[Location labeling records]
-=-=-=-=-
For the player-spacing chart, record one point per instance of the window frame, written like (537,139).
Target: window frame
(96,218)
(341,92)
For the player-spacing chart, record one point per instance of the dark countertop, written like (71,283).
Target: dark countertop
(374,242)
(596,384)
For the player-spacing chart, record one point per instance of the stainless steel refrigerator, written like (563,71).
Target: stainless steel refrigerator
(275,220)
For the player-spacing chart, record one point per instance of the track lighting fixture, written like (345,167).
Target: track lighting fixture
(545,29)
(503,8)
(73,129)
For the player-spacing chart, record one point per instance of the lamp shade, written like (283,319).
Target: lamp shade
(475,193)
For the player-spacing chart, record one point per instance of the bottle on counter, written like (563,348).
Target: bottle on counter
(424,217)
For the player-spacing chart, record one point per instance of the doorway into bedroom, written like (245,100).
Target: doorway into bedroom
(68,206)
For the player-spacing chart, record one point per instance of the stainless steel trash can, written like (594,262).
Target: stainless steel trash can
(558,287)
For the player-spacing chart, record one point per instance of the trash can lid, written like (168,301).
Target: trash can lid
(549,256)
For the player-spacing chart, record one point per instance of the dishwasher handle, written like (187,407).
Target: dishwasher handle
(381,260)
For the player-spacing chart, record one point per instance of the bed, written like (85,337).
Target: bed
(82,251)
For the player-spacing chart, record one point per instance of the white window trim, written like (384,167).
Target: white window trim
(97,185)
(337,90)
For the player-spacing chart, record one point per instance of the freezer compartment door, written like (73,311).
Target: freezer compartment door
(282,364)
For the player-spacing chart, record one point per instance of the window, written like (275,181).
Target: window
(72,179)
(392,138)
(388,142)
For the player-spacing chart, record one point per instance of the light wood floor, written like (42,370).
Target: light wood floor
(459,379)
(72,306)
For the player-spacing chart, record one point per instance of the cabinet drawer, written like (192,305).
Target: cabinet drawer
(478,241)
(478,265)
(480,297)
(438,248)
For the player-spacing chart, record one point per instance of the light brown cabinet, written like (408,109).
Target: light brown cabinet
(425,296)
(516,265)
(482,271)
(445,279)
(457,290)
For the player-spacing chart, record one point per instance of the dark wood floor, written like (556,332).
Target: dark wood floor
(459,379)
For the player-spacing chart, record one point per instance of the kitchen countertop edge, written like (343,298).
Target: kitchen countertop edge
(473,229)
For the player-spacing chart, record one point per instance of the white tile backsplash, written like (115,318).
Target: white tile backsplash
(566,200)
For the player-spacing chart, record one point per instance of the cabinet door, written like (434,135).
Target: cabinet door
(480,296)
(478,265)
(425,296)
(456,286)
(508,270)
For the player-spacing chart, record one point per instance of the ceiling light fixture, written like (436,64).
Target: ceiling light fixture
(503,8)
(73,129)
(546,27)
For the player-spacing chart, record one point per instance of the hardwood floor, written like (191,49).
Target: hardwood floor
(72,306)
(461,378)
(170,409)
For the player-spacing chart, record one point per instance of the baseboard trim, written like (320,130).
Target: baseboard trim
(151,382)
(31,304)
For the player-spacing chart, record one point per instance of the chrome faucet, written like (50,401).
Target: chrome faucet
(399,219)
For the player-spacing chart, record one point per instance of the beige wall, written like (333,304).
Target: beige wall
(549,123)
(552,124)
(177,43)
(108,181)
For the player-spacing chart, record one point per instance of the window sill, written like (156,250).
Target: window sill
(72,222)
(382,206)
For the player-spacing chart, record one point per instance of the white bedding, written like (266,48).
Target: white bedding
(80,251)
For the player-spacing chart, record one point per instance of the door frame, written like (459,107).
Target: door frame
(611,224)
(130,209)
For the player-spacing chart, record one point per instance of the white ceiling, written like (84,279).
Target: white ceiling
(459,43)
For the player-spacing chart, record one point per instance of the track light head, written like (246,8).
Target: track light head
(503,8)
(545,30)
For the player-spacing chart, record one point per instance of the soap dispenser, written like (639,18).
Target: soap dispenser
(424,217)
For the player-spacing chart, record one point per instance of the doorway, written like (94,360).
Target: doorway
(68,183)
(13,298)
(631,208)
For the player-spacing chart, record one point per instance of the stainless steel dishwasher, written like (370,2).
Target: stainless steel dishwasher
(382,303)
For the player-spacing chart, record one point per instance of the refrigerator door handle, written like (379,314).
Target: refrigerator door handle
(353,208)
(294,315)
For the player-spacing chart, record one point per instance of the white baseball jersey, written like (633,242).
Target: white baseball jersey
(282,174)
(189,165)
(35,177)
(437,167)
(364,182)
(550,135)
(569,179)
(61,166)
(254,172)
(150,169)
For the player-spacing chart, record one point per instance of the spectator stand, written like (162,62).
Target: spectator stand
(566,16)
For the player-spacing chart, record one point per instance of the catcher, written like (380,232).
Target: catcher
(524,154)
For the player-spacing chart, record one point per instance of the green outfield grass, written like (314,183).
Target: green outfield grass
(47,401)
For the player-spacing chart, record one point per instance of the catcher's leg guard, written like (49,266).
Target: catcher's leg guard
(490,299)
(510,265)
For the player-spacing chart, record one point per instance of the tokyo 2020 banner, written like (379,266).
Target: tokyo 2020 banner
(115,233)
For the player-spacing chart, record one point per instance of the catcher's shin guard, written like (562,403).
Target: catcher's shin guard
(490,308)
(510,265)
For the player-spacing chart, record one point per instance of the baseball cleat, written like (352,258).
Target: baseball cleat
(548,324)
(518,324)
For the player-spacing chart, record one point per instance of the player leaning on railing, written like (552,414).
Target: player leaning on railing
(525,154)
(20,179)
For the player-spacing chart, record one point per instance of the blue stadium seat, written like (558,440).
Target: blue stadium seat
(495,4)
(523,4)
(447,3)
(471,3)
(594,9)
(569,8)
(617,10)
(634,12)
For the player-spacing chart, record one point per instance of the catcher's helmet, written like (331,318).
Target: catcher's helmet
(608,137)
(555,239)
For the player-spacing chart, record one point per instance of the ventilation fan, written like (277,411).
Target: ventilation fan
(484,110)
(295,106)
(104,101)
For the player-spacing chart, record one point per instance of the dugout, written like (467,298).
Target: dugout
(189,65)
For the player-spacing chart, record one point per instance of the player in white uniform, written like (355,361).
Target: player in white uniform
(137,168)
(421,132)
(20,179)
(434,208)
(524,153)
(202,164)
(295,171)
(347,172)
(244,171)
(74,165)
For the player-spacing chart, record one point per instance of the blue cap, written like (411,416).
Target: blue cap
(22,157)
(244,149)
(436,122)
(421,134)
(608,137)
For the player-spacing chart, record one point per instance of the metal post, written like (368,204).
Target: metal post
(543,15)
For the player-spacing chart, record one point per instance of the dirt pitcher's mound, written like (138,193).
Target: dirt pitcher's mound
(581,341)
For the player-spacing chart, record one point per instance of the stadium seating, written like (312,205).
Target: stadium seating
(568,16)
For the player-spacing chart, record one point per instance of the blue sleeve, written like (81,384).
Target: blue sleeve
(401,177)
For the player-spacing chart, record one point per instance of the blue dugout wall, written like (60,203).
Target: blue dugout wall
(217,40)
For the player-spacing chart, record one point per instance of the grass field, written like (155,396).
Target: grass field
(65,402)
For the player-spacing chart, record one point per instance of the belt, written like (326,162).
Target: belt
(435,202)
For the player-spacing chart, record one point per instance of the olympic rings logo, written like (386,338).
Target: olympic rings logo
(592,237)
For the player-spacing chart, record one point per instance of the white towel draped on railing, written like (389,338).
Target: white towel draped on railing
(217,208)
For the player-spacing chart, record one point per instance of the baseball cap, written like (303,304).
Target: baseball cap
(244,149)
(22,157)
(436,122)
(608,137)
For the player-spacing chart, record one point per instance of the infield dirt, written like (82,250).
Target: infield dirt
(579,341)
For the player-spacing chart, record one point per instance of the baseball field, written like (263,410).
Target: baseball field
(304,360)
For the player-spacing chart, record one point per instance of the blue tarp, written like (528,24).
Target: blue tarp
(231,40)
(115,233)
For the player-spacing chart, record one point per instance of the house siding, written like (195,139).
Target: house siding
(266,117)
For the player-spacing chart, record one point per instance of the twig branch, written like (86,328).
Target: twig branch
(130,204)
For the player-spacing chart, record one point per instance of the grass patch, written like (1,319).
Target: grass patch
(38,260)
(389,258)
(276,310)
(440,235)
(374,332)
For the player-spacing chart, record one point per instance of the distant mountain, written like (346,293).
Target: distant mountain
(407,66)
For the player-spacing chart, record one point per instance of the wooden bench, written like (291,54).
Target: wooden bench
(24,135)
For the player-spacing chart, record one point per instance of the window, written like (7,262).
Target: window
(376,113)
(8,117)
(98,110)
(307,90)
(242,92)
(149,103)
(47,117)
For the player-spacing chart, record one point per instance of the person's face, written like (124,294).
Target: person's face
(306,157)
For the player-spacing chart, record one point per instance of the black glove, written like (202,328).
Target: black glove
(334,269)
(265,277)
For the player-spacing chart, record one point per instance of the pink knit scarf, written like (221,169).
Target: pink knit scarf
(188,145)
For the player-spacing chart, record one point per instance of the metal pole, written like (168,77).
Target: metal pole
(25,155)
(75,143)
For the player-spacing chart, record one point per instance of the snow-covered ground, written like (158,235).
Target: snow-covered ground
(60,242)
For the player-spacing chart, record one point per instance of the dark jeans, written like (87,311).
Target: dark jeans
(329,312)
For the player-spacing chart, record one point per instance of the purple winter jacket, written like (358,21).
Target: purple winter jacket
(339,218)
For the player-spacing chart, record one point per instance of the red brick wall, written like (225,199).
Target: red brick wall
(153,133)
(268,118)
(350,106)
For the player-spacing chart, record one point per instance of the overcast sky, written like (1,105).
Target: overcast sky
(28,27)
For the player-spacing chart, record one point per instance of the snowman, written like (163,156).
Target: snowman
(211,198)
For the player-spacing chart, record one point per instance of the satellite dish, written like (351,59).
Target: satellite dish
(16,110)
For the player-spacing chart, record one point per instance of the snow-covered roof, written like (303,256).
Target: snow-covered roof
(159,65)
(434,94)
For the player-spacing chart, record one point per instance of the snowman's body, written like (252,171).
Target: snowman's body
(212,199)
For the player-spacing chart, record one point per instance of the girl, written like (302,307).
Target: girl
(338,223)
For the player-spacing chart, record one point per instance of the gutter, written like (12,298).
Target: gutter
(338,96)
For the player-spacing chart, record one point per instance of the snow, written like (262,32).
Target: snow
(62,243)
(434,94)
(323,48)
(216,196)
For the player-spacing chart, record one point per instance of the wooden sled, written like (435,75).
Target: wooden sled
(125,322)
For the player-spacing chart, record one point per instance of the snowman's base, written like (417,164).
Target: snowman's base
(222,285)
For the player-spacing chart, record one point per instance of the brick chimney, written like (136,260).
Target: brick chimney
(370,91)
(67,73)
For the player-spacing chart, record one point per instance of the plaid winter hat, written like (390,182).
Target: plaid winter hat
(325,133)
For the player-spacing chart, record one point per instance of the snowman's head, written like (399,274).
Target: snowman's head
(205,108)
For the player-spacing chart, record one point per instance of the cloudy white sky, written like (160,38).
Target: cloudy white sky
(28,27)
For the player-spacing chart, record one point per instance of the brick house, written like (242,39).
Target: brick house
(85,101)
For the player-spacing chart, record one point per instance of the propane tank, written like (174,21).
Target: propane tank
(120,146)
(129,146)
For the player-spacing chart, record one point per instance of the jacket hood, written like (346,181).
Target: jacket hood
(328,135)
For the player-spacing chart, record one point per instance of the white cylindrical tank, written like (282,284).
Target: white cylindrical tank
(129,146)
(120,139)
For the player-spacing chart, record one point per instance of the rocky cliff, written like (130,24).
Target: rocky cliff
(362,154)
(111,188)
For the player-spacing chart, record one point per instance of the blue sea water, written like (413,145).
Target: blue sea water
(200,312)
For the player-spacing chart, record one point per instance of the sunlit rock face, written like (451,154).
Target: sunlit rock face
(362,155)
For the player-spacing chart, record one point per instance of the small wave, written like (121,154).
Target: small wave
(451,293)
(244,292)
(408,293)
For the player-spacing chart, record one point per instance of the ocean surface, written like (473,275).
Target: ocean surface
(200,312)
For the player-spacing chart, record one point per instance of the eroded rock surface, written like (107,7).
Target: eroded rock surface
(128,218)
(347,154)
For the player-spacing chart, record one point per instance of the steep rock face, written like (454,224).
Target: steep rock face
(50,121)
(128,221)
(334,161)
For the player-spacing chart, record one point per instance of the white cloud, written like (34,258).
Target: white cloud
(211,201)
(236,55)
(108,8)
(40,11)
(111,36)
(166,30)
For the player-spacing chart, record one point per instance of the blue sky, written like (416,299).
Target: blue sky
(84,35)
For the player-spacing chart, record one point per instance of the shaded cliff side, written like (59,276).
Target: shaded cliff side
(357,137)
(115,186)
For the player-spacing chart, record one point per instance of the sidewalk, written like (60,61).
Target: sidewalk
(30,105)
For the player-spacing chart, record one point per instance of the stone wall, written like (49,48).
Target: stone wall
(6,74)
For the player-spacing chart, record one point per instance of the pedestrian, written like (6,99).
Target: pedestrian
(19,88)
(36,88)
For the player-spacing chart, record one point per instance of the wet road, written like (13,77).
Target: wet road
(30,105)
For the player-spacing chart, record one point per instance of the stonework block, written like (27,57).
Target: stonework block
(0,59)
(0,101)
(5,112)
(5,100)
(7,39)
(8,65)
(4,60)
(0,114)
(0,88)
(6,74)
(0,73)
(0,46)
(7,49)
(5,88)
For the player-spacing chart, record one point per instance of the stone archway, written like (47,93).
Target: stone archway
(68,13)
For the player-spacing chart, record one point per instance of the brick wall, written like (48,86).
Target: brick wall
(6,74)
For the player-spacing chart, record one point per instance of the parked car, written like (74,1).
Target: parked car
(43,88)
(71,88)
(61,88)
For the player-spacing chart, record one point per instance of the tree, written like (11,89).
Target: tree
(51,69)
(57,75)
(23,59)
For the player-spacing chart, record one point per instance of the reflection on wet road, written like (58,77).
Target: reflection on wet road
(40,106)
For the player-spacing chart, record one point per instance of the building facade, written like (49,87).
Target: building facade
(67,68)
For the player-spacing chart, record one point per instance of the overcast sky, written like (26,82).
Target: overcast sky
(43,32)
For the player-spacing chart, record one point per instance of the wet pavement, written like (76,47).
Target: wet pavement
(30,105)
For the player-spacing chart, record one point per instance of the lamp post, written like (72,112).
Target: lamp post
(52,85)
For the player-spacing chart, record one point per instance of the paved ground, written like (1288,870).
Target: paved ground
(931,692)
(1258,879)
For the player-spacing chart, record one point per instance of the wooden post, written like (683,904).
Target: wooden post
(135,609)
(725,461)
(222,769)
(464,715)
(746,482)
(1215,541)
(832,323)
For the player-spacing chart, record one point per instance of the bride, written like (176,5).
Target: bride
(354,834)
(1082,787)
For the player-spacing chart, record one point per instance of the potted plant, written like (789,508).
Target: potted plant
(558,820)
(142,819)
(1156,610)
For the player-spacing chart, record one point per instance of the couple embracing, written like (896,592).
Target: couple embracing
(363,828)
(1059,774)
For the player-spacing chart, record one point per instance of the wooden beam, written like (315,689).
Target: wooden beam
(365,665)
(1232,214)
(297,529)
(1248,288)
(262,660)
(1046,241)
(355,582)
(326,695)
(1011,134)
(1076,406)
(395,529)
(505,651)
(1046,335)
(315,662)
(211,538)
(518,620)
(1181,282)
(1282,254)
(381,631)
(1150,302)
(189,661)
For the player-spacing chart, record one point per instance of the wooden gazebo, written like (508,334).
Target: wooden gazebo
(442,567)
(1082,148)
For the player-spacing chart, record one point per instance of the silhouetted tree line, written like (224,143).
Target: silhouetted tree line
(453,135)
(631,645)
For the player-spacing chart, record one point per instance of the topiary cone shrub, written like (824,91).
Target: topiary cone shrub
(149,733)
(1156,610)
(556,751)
-=-=-=-=-
## Exercise directions
Copy the stretch of the listing from the line containing "written like (508,334)." through the end of the listing, reproducing every line without change.

## Finished answer
For the player-spacing chart, record one point per instance of the wooden gazebo, written like (508,334).
Target: wooden gazebo
(442,567)
(1082,148)
For the player-spacing chart, record one point per instance of the silhouetted tree line, written like (224,143).
Target: silhouetted tree line
(453,135)
(631,645)
For the player-spacing chart, record one point per instance of the topiary cone shrub, written like (824,91).
Target: topiary cone shrub
(149,733)
(1156,610)
(556,751)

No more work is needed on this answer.